+++ EXTRACTED TEXT

Film Score Monthly
FSM HOME MESSAGE BOARD FSM CDs FSM ONLINE RESOURCES FUN STUFF ABOUT US  SEARCH FSM   
Search Terms: 
Search Within:   search tips 
You must log in or register to post.
  Go to page:    
 Posted:   Aug 14, 2022 - 2:44 PM   
 By:   Nicolai P. Zwar   (Member)

SIGNS was actually both a big box office hit and a well reviewed movie, no doubt about it, regardless of what any single person things about it.

But definitely relationships generally trump perceived "artistic quality" in a movie, because it is impossible to determine "artistic quality" in a movie while you are making it. That's just bogus. Lots of movies turned out to be crap but looked good on paper, and other movies looked like B-picture potboilers on paper but became bona fide classics... like CASABLANCA for cryin' out loud. Anyone who has ever been on a movie set knows how many components go into the finished products, few people can plough through all that and hold the strings together. (Obviously, those who can are good directors.)

++++++
+++ DATA EXTRACT

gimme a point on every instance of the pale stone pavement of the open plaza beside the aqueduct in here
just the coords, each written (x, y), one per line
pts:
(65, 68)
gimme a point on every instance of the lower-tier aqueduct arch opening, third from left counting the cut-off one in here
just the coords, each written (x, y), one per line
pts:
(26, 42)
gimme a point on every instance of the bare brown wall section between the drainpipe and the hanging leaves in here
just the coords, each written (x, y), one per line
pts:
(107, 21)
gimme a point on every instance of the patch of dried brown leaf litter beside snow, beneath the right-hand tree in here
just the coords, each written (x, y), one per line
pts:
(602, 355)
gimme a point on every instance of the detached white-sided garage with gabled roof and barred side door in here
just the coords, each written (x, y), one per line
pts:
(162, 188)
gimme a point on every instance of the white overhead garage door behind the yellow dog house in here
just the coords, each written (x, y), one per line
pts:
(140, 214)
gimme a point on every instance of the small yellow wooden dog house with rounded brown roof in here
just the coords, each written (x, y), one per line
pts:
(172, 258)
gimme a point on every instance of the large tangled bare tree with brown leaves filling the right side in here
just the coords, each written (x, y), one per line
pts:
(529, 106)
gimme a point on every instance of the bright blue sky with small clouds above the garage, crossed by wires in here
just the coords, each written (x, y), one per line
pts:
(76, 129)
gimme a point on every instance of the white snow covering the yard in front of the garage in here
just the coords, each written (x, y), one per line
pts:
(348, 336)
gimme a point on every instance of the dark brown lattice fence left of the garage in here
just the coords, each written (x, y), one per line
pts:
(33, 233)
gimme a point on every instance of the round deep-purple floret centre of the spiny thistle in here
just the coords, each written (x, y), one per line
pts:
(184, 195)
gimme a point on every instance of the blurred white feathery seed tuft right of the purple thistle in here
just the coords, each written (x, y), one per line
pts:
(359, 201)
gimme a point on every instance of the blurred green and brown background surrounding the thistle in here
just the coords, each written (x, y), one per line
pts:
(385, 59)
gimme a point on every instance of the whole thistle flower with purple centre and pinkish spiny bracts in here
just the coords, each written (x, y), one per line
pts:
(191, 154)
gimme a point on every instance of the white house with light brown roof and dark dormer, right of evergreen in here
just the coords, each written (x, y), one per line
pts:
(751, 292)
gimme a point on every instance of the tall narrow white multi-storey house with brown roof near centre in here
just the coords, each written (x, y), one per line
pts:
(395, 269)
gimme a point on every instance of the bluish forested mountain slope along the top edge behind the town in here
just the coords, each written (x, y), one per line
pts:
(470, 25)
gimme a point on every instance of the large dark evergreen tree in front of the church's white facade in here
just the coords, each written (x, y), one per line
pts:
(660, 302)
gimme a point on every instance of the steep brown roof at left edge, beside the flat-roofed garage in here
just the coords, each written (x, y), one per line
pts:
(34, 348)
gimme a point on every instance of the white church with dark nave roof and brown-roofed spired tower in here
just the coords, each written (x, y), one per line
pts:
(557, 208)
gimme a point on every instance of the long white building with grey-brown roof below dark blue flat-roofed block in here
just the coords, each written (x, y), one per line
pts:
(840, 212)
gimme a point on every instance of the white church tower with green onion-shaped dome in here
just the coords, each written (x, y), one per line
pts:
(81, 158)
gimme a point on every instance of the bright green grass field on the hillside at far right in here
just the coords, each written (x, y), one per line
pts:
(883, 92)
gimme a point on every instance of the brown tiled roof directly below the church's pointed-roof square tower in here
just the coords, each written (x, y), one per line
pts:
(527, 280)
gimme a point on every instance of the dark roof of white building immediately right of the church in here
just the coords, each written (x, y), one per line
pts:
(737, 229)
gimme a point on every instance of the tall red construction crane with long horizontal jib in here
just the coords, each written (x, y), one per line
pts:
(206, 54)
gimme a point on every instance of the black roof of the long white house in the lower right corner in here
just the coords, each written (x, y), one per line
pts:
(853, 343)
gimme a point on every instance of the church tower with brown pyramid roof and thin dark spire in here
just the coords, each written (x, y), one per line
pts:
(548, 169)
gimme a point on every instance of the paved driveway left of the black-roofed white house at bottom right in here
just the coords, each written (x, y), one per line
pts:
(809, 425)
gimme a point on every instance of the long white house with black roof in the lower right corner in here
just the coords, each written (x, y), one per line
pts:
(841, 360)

++++++

PROMPT:
Quote word for word the stretch of the forum post at the top of the page that begins with the words "Film Score Monthly" and ends with "Zwar   (Member)".

EXERCISE RESULT:
Film Score Monthly
FSM HOME MESSAGE BOARD FSM CDs FSM ONLINE RESOURCES FUN STUFF ABOUT US  SEARCH FSM   
Search Terms: 
Search Within:   search tips 
You must log in or register to post.
  Go to page:    
 Posted:   Aug 14, 2022 - 2:44 PM   
 By:   Nicolai P. Zwar   (Member)